◆ The task:
Recast every line of the material below as a Markdown table with the columns Row and Line, numbering the rows and omitting blank lines. Leave the pictures out of the table.

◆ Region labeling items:
[BEGIN]

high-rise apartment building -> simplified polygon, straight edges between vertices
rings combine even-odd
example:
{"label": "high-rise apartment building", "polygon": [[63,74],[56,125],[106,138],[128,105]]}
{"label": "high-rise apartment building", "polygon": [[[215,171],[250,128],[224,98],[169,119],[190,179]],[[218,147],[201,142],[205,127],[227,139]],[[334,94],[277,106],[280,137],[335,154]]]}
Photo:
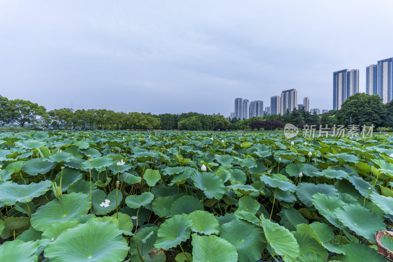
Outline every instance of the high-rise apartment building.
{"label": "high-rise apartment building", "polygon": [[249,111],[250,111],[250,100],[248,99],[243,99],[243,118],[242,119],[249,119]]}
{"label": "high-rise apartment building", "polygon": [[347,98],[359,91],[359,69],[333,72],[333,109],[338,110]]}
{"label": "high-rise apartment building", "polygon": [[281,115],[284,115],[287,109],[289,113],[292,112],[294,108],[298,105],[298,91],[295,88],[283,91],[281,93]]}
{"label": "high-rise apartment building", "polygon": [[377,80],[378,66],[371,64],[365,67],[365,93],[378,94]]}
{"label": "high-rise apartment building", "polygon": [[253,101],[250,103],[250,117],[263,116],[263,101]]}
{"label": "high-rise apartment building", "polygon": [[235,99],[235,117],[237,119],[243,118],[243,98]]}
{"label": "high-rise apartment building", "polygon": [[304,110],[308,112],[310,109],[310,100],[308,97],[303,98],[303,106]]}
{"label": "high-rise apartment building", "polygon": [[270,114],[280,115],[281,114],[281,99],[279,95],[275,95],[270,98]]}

[END]

◆ The solution:
| Row | Line |
|---|---|
| 1 | high-rise apartment building -> simplified polygon, straight edges between vertices |
| 2 | rings combine even-odd |
| 3 | example: |
| 4 | {"label": "high-rise apartment building", "polygon": [[63,74],[56,125],[106,138],[128,105]]} |
| 5 | {"label": "high-rise apartment building", "polygon": [[[215,171],[250,128],[224,98],[169,119],[190,179]],[[218,147],[201,142],[205,127],[227,139]],[[334,94],[277,106],[280,137],[335,154]]]} |
| 6 | Photo: |
| 7 | Outline every instance of the high-rise apartment building. |
| 8 | {"label": "high-rise apartment building", "polygon": [[249,111],[250,111],[250,100],[248,99],[243,99],[243,118],[242,119],[249,119]]} |
| 9 | {"label": "high-rise apartment building", "polygon": [[347,98],[359,91],[359,69],[333,72],[333,109],[338,110]]} |
| 10 | {"label": "high-rise apartment building", "polygon": [[281,115],[284,115],[287,109],[289,113],[292,112],[294,108],[298,105],[298,91],[295,88],[283,91],[281,93]]} |
| 11 | {"label": "high-rise apartment building", "polygon": [[377,80],[378,66],[371,64],[365,67],[365,93],[378,94]]} |
| 12 | {"label": "high-rise apartment building", "polygon": [[253,101],[250,103],[250,117],[263,116],[263,101]]} |
| 13 | {"label": "high-rise apartment building", "polygon": [[235,99],[235,117],[237,119],[243,118],[243,98]]} |
| 14 | {"label": "high-rise apartment building", "polygon": [[304,110],[308,112],[310,109],[310,100],[308,97],[303,98],[303,106]]} |
| 15 | {"label": "high-rise apartment building", "polygon": [[270,114],[280,115],[281,114],[281,99],[279,95],[275,95],[270,98]]} |